#### [DATA TO PROCESS]
--------------------
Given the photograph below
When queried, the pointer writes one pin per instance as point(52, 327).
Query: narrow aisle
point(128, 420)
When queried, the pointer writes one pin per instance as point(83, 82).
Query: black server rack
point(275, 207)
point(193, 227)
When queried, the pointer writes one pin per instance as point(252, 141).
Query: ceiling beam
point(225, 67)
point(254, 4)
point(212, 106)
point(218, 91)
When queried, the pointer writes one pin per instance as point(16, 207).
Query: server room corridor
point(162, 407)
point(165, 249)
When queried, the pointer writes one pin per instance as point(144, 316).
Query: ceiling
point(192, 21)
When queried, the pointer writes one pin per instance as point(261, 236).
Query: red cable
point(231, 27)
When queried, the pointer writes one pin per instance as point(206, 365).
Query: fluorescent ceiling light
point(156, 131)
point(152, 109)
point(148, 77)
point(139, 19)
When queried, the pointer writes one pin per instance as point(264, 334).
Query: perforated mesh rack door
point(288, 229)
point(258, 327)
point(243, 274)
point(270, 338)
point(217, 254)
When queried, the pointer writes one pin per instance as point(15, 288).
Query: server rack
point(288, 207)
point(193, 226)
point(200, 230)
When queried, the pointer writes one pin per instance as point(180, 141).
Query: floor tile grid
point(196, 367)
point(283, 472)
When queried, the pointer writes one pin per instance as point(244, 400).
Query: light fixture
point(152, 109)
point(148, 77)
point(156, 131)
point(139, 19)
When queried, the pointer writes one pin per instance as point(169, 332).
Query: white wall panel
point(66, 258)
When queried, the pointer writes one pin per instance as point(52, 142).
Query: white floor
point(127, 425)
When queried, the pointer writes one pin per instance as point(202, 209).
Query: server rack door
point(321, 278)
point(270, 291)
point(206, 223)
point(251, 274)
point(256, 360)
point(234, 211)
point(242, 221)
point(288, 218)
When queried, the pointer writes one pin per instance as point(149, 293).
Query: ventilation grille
--------------------
#### [EXERCISE BRIEF]
Could you reproduce every one of the records above, line for line, without changing a single character?

#### [THE SOLUTION]
Given the photograph below
When queried, the pointer writes one pin per instance as point(52, 327).
Query: narrow aisle
point(128, 420)
When queried, the pointer writes one pin per instance as point(83, 82).
Query: black server rack
point(275, 207)
point(193, 227)
When queried, the pointer writes one pin per instance as point(252, 141).
Query: ceiling beam
point(225, 67)
point(254, 4)
point(212, 106)
point(218, 91)
When queried, the pointer writes one pin per instance as point(16, 207).
Query: server room corridor
point(162, 407)
point(165, 249)
When queried, the pointer writes one pin per instance as point(144, 316).
Query: ceiling
point(192, 21)
When queried, the pointer writes one pin per instance as point(261, 236).
Query: red cable
point(231, 27)
When queried, the pointer writes one pin per instance as point(206, 365).
Query: fluorescent ceiling light
point(156, 131)
point(152, 109)
point(148, 77)
point(139, 19)
When queried, the pointer writes one pin per instance as point(264, 334).
Query: perforated mesh rack door
point(288, 229)
point(258, 327)
point(243, 274)
point(270, 338)
point(217, 254)
When queried, the pointer writes one pin per instance as point(15, 288).
Query: server rack
point(288, 207)
point(193, 226)
point(200, 230)
When queried, the pointer writes one pin per instance as point(180, 141).
Query: floor tile grid
point(196, 367)
point(283, 472)
When queried, the pointer writes one pin per instance as point(244, 400).
Query: light fixture
point(152, 109)
point(148, 77)
point(156, 131)
point(139, 19)
When queried, the pointer writes one pin per instance as point(169, 332).
Query: white wall panel
point(66, 258)
When queried, the pointer writes one pin per instance as point(52, 142).
Query: white floor
point(127, 425)
When queried, the pointer writes one pin per instance as point(202, 209).
Query: server rack door
point(321, 278)
point(270, 291)
point(206, 223)
point(251, 274)
point(256, 360)
point(234, 211)
point(242, 221)
point(288, 218)
When queried, the pointer writes one pin per instance as point(149, 293).
Query: ventilation grille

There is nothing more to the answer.